TUJUAN TUGAS 1: Menurut teks tentang keberatan Detik.com terhadap detik.id.or.id, mengapa tampilan berita di detik.id.or.id disukai pengunjung? Jawablah dalam satu sampai tiga kalimat.
TUJUAN TUGAS 2: Tuliskan lanjutan teks tentang sengketa Detik.com dan detik.id.or.id, dimulai setelah kalimat terakhirnya.

BAGIAN TEKS:
======

Sebuah berita kecil muncul lewat mailing-list Genetika pada tanggal 7 Januari lalu bahwa Detik.com keberatan dengan cara yang dilakukan oleh detik.id.or.id terhadap berita mereka, yakni mengambil berita tersebut secara otomatis dan menampilkan kembali dengan format yang berbeda dengan aslinya. Kebetulan tampilan berikutnya ini sengaja memangkas iklan sehingga disukai oleh pengunjung karena waktu pengambilannya lebih cepat. Pengambilan juga dilakukan secara otomatis, sehingga tidak ketinggalan dengan berita yang muncul di sumber berita.
Secara teknis hal seperti ini dimungkinkan. Perangkat lunak untuk mengambil isi sebuah situs Web secara lengkap tersedia dan hasilnya dapat meniru persis. Demikian pula skrip untuk membuang bagian yang tidak diperlukan juga relatif tidak terlalu susah dibuat. Alhasil yang dipersoalkan sekarang adalah legalitas aktivitas tersebut. Kebetulan juga detik.id.or.id adalah situs non-komersial yang dibuat oleh perorangan. Pendekatan yang dilakukan oleh Detik.com juga bersifat personal: menghubungi pengelola domain tersebut dan meminta agar aktivitas dihentikan. Kedua belah pihak dikabarkan oleh Curang.com masih melanjutkan perundingan.

======

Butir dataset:

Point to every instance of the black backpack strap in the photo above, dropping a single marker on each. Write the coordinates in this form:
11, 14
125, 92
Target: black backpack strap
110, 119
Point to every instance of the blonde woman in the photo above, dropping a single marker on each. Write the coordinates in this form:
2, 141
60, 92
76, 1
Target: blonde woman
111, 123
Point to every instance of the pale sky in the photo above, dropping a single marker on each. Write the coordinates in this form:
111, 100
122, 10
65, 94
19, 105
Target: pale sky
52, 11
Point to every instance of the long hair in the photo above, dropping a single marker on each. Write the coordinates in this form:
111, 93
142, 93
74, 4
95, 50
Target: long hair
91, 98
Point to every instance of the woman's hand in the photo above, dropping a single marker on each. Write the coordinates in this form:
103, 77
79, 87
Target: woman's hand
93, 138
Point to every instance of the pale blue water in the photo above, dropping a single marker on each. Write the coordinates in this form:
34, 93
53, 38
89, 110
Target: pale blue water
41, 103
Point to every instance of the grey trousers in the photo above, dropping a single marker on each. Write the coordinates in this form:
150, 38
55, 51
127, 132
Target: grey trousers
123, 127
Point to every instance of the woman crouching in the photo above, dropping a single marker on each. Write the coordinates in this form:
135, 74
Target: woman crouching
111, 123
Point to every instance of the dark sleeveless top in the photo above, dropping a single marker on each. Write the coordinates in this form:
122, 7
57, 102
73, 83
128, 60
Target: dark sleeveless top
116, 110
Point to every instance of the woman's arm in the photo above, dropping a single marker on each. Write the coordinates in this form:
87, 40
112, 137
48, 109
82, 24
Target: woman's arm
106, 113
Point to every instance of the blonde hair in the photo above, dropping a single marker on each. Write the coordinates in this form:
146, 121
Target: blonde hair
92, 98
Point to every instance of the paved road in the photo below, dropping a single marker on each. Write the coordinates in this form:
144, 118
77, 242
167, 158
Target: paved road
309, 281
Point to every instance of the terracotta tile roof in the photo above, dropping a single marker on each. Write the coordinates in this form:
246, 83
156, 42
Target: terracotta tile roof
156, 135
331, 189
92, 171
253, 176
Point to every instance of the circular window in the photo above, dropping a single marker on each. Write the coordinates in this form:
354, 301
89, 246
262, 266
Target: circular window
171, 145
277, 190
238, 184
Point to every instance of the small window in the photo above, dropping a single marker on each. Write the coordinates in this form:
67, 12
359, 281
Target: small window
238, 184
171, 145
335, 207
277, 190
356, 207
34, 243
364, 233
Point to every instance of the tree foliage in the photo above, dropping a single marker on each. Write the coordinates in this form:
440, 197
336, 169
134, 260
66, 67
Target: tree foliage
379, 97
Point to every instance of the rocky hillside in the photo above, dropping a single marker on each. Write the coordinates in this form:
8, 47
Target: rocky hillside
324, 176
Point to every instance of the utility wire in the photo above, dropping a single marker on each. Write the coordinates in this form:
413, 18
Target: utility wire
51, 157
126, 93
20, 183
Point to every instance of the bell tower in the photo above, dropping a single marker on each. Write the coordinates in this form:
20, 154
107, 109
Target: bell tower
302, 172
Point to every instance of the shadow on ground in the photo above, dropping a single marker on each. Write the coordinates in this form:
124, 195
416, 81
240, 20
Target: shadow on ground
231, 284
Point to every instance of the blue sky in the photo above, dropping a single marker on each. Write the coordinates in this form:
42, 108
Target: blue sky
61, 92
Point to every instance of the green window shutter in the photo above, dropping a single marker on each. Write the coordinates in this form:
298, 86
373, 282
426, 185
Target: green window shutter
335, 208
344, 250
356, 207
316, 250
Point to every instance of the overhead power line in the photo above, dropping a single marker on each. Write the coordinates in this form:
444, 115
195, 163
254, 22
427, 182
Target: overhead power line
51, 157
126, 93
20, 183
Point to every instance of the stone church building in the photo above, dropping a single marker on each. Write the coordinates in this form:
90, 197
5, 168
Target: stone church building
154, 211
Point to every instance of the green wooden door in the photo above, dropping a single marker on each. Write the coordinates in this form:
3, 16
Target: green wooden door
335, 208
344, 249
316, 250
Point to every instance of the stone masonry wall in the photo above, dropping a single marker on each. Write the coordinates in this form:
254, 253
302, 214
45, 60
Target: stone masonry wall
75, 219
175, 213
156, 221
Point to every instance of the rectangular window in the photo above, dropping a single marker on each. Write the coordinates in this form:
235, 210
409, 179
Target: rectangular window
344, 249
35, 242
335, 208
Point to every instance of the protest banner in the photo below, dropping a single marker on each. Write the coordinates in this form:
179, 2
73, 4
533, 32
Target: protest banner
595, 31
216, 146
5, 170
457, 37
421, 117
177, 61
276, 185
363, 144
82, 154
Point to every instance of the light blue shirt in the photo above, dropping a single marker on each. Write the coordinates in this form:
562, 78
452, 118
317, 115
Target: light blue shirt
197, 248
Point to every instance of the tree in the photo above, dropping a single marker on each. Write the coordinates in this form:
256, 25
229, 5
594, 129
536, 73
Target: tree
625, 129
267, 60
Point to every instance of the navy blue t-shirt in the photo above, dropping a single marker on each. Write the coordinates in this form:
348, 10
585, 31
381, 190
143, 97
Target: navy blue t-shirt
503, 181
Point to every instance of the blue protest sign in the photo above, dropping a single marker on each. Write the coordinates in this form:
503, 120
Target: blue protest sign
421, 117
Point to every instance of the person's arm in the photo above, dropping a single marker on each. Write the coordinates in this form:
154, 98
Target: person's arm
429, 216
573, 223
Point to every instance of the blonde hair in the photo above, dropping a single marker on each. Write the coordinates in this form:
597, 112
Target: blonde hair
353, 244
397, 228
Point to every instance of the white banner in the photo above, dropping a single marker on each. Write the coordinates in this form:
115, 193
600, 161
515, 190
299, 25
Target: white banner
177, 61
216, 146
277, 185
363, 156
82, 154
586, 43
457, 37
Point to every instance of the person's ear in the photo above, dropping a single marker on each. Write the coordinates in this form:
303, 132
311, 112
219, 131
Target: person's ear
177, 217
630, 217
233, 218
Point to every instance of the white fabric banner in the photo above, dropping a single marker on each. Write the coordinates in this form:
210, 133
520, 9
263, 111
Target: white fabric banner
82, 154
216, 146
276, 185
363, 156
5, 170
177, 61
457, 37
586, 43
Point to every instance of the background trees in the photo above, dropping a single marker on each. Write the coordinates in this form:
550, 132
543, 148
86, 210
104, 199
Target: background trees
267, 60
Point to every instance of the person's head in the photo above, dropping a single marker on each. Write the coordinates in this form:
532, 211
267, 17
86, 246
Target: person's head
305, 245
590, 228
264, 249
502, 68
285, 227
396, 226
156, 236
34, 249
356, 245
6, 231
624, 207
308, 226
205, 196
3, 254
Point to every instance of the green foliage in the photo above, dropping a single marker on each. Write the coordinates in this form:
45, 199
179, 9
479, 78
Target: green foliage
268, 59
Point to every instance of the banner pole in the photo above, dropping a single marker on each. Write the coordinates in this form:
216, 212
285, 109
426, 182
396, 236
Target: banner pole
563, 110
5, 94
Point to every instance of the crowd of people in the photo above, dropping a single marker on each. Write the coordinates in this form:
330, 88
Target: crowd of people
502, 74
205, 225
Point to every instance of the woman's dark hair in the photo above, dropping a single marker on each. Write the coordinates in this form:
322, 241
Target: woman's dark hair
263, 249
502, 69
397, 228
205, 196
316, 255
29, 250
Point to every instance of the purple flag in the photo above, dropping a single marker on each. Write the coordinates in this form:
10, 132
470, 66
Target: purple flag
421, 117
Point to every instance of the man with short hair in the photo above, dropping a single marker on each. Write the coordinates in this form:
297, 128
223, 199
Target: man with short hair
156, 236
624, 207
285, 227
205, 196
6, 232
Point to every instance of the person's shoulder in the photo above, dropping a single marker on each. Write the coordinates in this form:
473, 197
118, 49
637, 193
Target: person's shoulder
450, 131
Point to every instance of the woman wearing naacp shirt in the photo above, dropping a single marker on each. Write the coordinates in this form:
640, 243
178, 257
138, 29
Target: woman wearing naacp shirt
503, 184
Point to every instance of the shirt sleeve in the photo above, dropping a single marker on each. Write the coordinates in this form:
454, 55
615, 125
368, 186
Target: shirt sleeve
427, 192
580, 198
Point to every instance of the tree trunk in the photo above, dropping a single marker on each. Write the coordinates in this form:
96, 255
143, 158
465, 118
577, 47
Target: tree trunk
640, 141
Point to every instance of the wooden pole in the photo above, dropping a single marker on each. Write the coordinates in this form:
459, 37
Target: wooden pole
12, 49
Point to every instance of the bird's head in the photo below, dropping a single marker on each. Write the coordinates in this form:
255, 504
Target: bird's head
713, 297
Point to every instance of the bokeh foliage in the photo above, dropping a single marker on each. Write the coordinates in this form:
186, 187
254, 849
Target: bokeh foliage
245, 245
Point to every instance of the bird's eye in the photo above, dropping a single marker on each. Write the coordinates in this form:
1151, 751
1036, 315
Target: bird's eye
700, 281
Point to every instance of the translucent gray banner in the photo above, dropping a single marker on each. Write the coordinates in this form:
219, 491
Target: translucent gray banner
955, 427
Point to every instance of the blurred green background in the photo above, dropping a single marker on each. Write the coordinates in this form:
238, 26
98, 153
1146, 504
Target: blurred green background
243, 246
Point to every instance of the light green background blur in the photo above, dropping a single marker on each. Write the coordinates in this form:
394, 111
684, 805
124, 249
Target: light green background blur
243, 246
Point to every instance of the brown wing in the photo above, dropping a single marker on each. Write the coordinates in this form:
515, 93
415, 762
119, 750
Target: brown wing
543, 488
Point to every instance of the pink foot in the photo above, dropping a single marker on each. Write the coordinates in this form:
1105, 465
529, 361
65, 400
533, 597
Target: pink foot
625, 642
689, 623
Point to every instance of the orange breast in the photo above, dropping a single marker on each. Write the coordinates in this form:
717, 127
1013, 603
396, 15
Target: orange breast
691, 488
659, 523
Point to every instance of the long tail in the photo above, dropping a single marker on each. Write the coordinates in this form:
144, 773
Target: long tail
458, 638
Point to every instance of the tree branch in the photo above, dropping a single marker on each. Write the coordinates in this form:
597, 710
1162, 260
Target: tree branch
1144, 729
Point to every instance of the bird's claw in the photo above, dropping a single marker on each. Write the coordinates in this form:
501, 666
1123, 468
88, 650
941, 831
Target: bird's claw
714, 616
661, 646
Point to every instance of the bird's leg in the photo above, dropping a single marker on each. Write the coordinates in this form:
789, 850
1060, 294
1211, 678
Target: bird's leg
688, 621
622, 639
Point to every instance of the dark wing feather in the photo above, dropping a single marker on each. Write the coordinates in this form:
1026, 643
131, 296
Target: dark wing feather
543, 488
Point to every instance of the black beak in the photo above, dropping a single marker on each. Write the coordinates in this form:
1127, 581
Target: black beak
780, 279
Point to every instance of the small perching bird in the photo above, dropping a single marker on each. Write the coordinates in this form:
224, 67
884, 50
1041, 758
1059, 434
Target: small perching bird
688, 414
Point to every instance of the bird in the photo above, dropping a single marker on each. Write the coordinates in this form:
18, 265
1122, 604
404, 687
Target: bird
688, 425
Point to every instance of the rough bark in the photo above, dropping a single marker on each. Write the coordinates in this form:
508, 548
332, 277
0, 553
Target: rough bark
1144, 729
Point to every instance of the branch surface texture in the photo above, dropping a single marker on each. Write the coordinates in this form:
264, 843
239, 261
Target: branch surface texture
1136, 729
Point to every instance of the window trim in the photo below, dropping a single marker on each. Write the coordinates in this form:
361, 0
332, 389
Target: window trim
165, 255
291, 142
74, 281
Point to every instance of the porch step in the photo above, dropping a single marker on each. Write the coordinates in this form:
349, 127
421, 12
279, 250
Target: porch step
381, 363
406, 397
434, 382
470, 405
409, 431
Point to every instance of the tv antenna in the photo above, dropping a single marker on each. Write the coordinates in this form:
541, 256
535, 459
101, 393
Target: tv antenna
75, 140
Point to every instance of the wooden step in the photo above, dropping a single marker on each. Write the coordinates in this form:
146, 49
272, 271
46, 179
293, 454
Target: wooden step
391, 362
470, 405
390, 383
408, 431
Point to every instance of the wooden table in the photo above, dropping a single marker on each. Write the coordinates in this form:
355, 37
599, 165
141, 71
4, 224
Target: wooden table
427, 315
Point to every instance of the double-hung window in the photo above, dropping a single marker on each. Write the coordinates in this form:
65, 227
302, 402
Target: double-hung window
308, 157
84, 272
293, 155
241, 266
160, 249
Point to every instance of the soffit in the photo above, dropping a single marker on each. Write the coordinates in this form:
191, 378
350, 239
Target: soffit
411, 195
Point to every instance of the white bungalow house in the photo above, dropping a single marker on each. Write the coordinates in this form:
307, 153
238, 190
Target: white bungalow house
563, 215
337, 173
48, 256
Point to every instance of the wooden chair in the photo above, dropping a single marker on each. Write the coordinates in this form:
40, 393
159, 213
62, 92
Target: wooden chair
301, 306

======

HASIL 1: Tampilan berita di detik.id.or.id disukai pengunjung karena iklannya sengaja dipangkas. Akibatnya, waktu pengambilannya lebih cepat.

HASIL 2:
Dari sisi aktivitas mengumpulkan berita, situs terkemuka seperti Google News menggunakan aktivitas tersebut sebagai sajian utama mereka. Algoritma yang digunakan juga sudah cerdas sehingga dari koleksi ribuan sumber berita tersebut dapat dikategorisasikan secara otomatis. Dilihat dari aspek legal, yang dilakukan oleh Google News hanyalah menampilkan bagian penggalan di awal dan pengunjung yang ingin mendapatkan berita tersebut secara lengkap, tetap harus mengunjungi sumber aslinya. Ringkasnya: Google News tidak menabrak kepentingan seperti iklan yang menjadi pemasukan sumber berita.
Teknik pengambilan potongan berita seperti di atas sekarang ini sebenarnya sudah dipermudah dengan tersedianya format RSS. Dirancang antara lain untuk menyebarkan berita lewat tempat pengumpulan, dengan RSS pembaca bisa lebih cepat mendapat tajuk semua berita yang disediakan sumber. Alat bantu pembacanya — baik yang perlu diinstal terlebih dahulu atau berbasis Web — sudah cukup banyak tersedia. Demikian halnya penyedia berita besar seperti Yahoo! News, sudah mulai menyediakan layanan RSS. Langkah seperti ini dapat diusulkan kepada Detik.com dan media massa versi online lain di Indonesia agar mulai memikirkan layanan yang tetap memberikan kemudahan kepada pembacanya.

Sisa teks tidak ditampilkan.